> What is asked
Format the items as a JSON list of strings, one string per line with blank lines left out, from the line containing "Please locate slope" through the last line of the items.
— Begin Provided data —
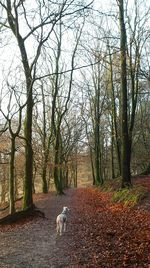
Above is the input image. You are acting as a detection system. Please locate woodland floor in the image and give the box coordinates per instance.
[0,177,150,268]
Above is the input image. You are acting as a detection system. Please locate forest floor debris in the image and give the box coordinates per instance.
[0,177,150,268]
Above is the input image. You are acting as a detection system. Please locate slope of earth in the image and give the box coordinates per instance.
[0,177,150,268]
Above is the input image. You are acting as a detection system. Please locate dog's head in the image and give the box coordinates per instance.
[63,207,70,213]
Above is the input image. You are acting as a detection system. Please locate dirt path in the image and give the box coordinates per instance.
— End Provided data —
> Complete response
[
  "Above is the input image. You are acting as a detection system. Please locate slope of earth in the image and give the box coordinates per instance.",
  "[0,177,150,268]",
  "Above is the input image. You are acting as a detection system. Please locate dog's head in the image and give the box coordinates per instance.",
  "[63,207,70,213]",
  "Above is the input image. You are acting as a detection system. Please locate dirt path in the image and give the box coordinates per instance."
]